___ Material for this exercise ___
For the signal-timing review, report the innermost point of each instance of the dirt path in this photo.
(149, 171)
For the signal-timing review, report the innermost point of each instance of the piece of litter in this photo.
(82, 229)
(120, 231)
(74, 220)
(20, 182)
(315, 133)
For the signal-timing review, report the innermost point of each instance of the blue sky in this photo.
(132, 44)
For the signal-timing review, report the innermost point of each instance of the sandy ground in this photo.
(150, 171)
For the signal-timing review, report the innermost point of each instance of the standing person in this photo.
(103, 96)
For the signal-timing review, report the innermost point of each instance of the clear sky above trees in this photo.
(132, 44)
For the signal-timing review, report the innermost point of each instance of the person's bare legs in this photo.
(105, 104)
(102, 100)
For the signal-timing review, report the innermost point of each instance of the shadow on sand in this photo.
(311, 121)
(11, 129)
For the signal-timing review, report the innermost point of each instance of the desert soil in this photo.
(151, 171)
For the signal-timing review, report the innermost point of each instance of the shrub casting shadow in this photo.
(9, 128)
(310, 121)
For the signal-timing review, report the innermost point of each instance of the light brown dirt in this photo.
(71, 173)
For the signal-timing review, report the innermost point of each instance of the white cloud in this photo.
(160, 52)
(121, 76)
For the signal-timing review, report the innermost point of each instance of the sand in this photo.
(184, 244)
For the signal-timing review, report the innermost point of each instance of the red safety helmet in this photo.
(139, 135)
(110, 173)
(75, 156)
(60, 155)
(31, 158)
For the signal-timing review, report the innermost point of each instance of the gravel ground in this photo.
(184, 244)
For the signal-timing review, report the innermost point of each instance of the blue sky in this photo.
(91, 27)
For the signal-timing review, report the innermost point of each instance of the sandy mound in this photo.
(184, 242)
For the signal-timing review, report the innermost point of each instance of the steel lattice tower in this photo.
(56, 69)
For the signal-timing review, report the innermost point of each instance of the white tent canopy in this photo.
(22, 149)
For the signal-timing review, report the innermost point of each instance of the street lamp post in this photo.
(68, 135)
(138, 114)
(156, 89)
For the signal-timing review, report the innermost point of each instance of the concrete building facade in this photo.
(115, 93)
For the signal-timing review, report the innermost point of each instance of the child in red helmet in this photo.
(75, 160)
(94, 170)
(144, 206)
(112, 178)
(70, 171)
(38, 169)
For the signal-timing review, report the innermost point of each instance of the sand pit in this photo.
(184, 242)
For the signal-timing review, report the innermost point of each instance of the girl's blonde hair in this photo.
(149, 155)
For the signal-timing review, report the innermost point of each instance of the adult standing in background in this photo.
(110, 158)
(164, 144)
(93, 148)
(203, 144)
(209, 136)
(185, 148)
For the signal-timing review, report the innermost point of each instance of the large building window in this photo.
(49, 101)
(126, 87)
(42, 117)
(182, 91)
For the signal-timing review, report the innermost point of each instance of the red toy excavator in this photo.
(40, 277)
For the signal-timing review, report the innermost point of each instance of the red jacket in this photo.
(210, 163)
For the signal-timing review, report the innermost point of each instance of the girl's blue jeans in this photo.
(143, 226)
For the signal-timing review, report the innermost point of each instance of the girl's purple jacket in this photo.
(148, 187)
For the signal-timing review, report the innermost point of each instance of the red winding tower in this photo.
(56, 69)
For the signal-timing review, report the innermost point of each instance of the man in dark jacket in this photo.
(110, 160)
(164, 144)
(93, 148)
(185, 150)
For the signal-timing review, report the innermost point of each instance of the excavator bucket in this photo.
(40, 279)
___
■ **What is expected**
Could you write out the full data verbatim?

■ **Result**
For the signal-timing review, report the innermost point of each instance of the dirt path in this photo.
(149, 171)
For the signal-timing review, report the innermost point of each instance of the piece of litter in this photo.
(82, 229)
(120, 231)
(74, 220)
(20, 182)
(315, 133)
For the signal-timing review, report the innermost point of each instance of the blue sky in this photo.
(132, 44)
For the signal-timing review, report the innermost point of each instance of the sandy ground in this photo.
(150, 171)
For the signal-timing review, report the innermost point of each instance of the standing person in this photo.
(103, 96)
For the signal-timing review, report the innermost point of each instance of the clear sky above trees in this photo.
(132, 44)
For the signal-timing review, report the innermost point of each instance of the person's bare legs in this photo.
(105, 104)
(102, 100)
For the signal-timing review, report the innermost point of each instance of the shadow on sand in this photo.
(311, 121)
(11, 129)
For the signal-timing review, report the innermost point of each instance of the desert soil in this photo.
(151, 171)
For the signal-timing review, report the innermost point of each instance of the shrub casting shadow in this photo.
(9, 128)
(310, 121)
For the signal-timing review, report the innermost point of each instance of the light brown dirt in this photo.
(71, 173)
For the signal-timing review, report the innermost point of each instance of the white cloud in this photo.
(160, 52)
(121, 76)
For the signal-timing review, report the innermost point of each instance of the sand in this photo.
(184, 244)
For the signal-timing review, report the innermost point of each instance of the red safety helmet in this photo.
(139, 135)
(110, 173)
(75, 156)
(60, 155)
(31, 158)
For the signal-timing review, report the innermost point of each instance of the gravel ground in this photo.
(184, 244)
For the signal-timing review, report the innermost point of each instance of the blue sky in this photo.
(91, 27)
For the signal-timing review, report the innermost point of each instance of the sandy mound in this photo.
(184, 242)
For the signal-timing review, report the innermost point of each instance of the steel lattice tower in this photo.
(56, 69)
For the signal-timing review, report the innermost point of each instance of the white tent canopy in this photo.
(22, 149)
For the signal-timing review, report the innermost point of each instance of the street lamp post in this photo.
(68, 135)
(138, 114)
(156, 89)
For the signal-timing review, report the innermost point of each instance of the concrete building facade in this photo.
(115, 93)
For the signal-timing review, report the innermost point of each instance of the child in red helmet in this photo.
(75, 160)
(94, 170)
(144, 206)
(112, 178)
(70, 171)
(38, 169)
For the signal-timing review, report the innermost point of each instance of the sand pit in this photo.
(184, 242)
For the signal-timing review, report the innermost point of each instance of the girl's blonde hair in this photo.
(149, 155)
For the signal-timing review, report the innermost point of each instance of the adult standing in background in this photo.
(110, 158)
(164, 144)
(93, 148)
(203, 144)
(209, 136)
(185, 148)
For the signal-timing review, report the innermost point of each instance of the large building window in this photo.
(49, 101)
(126, 87)
(42, 117)
(182, 91)
For the signal-timing review, report the innermost point of each instance of the red toy excavator in this photo.
(40, 277)
For the signal-timing review, report the innermost point of each instance of the red jacket in this photo.
(210, 163)
For the signal-timing review, report the innermost point of each instance of the girl's blue jeans in this photo.
(143, 226)
For the signal-timing review, report the innermost point of each instance of the girl's purple jacket in this photo.
(148, 187)
For the signal-timing review, report the innermost point of each instance of the red winding tower in this photo.
(56, 69)
For the signal-timing review, report the innermost point of each instance of the man in dark jacket in this photo.
(110, 160)
(164, 144)
(93, 148)
(185, 150)
For the signal-timing review, report the innermost point of each instance of the excavator bucket in this photo.
(40, 279)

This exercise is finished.